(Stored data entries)
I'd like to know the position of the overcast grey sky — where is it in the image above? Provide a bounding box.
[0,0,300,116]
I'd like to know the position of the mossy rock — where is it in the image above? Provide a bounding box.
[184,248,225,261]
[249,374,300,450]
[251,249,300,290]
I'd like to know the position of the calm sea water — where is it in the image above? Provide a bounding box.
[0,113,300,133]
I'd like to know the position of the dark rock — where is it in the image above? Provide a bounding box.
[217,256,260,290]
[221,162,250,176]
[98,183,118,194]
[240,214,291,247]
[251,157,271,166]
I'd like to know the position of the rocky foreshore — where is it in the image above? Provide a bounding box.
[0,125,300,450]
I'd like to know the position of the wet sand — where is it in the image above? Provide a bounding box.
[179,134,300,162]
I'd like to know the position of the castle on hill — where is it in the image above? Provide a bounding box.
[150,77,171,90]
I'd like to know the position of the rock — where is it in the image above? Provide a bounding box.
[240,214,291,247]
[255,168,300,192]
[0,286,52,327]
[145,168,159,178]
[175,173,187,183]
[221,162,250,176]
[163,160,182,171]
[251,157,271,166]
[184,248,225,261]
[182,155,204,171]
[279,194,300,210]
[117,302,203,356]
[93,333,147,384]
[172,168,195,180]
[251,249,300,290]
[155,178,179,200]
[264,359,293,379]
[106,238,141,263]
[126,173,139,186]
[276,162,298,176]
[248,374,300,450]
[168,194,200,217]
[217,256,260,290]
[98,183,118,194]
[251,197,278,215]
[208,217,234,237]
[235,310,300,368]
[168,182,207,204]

— What the task requires —
Rewrite all of the records above in full, including the requests, and add 74 to every bounding-box coordinate.

— Written response —
I'd like to know the position of the overcast grey sky — where is it in the image above? Provide a bounding box.
[74,74,374,190]
I'd like to know the position of the mossy rock — where is it in the image above? Provide a bounding box.
[258,322,299,335]
[323,448,374,524]
[325,323,374,364]
I'd like to know the position of the calm sea water — where is it in the image above? Provide a bounding box.
[74,187,374,207]
I'd like to know the position of the dark rock — where is it in the image above? Provide a bounding box.
[291,330,334,364]
[295,236,324,250]
[172,257,192,268]
[314,288,365,321]
[325,231,345,240]
I'd like to know the position of the rocky foreshore — where is it in the image above? Provide a bounding box.
[74,199,374,524]
I'd like to know the position of the wet sand — where is it in the image above? Provide a bounding box.
[253,208,374,236]
I'd like to know the position of the castle on hill — where is it in the image above? Provide a bounding box.
[224,151,245,164]
I'd like to know the position of the rock — where is it in the image above? Provide a bounding box.
[314,288,365,321]
[329,242,374,266]
[74,360,126,401]
[219,242,233,252]
[249,247,261,257]
[295,236,324,250]
[237,234,256,245]
[325,231,345,240]
[258,322,299,335]
[256,229,278,245]
[353,268,374,284]
[191,376,277,430]
[167,407,221,458]
[246,242,269,254]
[325,323,374,364]
[229,252,253,274]
[338,433,367,453]
[180,312,215,337]
[200,247,213,260]
[350,236,372,250]
[322,448,374,524]
[242,268,274,291]
[291,330,334,364]
[172,257,192,268]
[325,271,352,289]
[282,291,308,311]
[309,384,374,442]
[242,256,281,278]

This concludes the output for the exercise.